Stored records>
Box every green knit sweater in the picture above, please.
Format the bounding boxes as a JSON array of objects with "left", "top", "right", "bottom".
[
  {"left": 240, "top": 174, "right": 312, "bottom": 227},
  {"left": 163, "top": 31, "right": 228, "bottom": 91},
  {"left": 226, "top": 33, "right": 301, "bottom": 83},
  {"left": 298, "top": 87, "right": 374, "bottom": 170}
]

Exercise details>
Copy each of the entries above line for line, changing nothing.

Problem solution>
Box every green knit sweater in the picture above, please.
Format the bounding boxes as a JSON array of objects with "left", "top", "right", "bottom".
[
  {"left": 240, "top": 174, "right": 312, "bottom": 227},
  {"left": 163, "top": 31, "right": 228, "bottom": 91},
  {"left": 226, "top": 33, "right": 301, "bottom": 83},
  {"left": 298, "top": 87, "right": 374, "bottom": 170}
]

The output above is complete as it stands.